The output should be exactly the lines from the one containing "Question. The photograph above contains instances of the light" through the last line of the records, and only those.

Dataset entries
········

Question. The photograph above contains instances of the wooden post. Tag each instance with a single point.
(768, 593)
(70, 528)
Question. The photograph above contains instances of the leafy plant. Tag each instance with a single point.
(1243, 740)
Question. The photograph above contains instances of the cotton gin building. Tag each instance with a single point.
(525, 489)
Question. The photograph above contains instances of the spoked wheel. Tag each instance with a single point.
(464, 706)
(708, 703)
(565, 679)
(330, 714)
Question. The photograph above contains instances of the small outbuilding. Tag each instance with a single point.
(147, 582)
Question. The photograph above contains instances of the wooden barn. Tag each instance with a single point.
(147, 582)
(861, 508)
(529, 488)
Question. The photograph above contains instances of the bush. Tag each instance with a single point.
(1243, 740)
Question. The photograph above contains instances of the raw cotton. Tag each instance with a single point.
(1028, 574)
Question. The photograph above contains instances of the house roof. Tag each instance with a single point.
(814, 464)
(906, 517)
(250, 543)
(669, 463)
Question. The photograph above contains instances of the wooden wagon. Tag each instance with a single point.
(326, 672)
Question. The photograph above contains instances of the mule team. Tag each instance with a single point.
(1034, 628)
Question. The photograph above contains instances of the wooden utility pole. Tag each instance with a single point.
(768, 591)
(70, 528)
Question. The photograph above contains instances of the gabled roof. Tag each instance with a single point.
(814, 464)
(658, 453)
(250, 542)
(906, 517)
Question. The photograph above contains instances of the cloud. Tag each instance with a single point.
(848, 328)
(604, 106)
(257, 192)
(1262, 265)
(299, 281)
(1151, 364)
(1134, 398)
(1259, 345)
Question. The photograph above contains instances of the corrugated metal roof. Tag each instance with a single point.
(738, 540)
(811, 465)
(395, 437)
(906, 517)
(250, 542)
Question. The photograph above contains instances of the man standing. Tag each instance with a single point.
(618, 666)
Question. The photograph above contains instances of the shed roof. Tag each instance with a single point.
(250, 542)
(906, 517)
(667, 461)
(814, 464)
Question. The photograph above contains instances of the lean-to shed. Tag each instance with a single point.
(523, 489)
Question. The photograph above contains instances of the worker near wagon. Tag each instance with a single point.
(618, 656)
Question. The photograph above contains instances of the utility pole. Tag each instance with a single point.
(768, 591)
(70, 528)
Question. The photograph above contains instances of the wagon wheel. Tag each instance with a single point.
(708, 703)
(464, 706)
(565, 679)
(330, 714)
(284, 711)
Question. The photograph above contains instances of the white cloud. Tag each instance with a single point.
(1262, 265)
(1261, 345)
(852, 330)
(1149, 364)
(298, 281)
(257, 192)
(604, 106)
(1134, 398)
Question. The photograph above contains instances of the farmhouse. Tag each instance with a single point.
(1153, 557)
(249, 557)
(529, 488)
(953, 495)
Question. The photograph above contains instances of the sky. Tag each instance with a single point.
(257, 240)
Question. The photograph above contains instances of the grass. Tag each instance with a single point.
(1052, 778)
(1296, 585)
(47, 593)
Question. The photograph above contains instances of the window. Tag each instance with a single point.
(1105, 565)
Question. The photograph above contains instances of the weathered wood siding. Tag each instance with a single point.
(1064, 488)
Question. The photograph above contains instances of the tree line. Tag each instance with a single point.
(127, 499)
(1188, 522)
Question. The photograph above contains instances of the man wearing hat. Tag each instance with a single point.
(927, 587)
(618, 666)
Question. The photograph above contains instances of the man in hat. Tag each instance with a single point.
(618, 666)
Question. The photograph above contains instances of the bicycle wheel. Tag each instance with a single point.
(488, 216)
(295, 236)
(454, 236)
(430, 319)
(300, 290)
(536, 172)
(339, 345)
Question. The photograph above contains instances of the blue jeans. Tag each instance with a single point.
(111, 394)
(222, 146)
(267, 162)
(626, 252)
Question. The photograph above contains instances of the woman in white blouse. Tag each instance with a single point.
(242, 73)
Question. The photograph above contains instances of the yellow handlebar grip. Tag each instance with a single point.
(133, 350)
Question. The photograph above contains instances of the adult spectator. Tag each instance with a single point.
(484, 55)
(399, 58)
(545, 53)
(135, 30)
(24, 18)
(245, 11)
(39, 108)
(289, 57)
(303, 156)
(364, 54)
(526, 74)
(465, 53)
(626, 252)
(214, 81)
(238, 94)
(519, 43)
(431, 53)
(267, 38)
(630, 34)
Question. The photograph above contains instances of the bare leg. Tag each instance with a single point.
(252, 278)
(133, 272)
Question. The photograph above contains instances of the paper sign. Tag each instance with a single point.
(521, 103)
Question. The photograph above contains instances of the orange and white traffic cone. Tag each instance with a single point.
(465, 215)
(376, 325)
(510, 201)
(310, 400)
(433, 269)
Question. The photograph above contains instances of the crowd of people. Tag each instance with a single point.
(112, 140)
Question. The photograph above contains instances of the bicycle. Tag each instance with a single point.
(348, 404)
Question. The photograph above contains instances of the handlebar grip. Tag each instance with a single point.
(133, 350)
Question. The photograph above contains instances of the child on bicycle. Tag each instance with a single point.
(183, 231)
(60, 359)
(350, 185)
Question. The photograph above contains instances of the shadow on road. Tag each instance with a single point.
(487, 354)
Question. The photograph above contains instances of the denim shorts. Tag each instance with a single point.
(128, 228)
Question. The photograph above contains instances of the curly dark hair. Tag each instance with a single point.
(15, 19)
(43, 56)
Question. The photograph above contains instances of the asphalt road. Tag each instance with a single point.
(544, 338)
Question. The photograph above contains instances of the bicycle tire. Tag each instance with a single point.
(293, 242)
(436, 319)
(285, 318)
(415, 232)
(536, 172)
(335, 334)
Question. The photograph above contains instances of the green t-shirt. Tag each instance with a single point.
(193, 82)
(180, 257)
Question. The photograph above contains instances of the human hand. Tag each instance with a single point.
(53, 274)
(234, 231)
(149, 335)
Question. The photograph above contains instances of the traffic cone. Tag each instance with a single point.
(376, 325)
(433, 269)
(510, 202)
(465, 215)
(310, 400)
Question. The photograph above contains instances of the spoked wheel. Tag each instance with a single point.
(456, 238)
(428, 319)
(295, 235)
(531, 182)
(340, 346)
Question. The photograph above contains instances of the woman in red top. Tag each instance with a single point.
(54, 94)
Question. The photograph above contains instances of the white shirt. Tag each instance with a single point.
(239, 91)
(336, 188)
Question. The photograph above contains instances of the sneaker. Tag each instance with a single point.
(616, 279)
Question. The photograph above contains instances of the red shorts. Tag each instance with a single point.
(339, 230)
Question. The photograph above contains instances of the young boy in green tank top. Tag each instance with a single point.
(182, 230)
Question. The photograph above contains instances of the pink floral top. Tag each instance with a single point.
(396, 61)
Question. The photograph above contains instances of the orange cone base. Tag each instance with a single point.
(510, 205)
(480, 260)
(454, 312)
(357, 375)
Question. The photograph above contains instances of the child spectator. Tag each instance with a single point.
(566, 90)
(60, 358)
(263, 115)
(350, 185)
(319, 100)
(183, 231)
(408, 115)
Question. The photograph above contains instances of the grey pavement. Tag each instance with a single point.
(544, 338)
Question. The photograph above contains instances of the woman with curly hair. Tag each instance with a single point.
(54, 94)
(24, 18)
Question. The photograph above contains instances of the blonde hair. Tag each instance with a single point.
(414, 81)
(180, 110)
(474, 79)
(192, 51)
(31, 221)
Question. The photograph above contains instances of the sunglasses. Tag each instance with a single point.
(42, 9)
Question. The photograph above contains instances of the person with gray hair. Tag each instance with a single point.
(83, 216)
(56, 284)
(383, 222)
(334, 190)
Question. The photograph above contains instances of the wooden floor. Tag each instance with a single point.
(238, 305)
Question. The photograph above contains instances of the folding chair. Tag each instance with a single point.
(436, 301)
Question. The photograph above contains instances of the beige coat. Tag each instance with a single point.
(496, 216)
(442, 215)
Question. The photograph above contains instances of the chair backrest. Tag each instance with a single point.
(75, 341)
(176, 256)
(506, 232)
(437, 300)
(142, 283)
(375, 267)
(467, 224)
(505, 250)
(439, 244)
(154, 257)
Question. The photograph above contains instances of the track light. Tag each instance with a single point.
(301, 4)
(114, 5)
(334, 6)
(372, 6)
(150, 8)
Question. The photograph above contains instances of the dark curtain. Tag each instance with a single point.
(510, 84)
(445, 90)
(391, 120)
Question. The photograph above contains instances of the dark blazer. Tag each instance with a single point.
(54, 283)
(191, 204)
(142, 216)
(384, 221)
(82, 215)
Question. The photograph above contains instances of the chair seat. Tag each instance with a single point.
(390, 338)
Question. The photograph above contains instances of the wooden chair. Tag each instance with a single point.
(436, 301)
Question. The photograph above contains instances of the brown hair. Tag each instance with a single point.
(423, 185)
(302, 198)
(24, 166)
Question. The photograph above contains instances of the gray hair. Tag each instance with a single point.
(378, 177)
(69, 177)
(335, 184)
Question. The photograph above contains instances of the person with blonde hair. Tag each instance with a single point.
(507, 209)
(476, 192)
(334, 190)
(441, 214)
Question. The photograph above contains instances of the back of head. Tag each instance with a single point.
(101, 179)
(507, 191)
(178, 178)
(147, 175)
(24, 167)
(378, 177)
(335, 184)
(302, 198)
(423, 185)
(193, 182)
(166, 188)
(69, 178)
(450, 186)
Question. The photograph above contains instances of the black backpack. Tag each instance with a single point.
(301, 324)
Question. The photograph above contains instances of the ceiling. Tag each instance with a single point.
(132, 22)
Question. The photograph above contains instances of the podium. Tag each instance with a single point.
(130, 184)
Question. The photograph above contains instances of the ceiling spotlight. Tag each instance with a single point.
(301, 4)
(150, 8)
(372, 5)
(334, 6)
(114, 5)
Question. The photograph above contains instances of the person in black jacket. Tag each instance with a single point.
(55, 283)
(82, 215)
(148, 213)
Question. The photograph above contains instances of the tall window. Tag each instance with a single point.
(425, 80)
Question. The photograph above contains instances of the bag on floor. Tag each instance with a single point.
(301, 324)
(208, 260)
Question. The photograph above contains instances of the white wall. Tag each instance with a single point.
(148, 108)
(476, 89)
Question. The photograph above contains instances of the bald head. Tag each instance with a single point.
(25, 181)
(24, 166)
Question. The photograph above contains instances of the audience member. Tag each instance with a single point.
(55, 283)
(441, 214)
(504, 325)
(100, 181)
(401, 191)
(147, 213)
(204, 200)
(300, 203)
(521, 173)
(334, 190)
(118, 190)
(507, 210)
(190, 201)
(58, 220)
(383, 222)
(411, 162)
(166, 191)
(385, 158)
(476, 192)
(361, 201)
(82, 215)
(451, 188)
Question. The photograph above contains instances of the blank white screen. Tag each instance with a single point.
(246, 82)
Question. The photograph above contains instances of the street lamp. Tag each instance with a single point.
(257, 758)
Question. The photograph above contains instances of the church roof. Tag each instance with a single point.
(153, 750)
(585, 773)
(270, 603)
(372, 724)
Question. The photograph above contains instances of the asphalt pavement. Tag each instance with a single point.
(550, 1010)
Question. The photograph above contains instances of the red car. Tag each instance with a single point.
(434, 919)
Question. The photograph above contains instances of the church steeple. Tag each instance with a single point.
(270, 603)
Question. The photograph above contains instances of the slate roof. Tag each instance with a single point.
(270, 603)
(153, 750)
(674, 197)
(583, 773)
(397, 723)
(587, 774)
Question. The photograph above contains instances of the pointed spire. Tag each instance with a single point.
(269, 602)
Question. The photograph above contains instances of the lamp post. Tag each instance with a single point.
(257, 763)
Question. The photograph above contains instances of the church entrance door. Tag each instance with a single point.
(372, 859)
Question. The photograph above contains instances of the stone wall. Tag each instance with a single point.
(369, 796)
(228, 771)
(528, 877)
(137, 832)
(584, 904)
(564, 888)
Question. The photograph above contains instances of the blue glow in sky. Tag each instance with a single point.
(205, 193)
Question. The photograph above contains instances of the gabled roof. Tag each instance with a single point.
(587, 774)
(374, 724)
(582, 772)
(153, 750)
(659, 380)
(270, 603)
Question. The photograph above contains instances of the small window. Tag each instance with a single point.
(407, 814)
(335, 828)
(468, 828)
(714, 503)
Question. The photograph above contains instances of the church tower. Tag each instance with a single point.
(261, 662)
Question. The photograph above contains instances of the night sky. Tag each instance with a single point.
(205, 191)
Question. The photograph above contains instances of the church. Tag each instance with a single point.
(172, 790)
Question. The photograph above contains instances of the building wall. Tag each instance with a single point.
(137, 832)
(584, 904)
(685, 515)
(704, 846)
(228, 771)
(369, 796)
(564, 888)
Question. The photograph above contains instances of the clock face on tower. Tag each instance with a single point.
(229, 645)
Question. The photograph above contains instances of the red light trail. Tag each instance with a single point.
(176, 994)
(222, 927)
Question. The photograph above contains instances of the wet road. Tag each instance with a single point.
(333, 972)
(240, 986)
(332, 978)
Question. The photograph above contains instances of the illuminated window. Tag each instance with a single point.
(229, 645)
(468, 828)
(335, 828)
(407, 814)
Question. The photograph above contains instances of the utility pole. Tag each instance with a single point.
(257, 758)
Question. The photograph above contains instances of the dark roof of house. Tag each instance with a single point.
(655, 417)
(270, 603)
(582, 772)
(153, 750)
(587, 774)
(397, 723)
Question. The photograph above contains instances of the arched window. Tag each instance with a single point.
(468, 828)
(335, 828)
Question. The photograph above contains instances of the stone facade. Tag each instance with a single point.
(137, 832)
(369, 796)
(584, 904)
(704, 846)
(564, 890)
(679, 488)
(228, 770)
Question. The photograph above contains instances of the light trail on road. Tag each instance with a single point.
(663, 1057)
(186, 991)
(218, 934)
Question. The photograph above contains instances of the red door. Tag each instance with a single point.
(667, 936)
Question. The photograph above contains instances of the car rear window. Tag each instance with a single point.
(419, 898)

········

**WRITTEN ANSWER**
Question. The photograph above contains instances of the light trail on road. Tag each instance with a single point.
(663, 1057)
(186, 991)
(218, 934)
Question. The photograph above contains instances of the red door. Tag each instance with a single point.
(667, 936)
Question. The photograph above contains instances of the car rear window. Tag each instance with a single point.
(419, 898)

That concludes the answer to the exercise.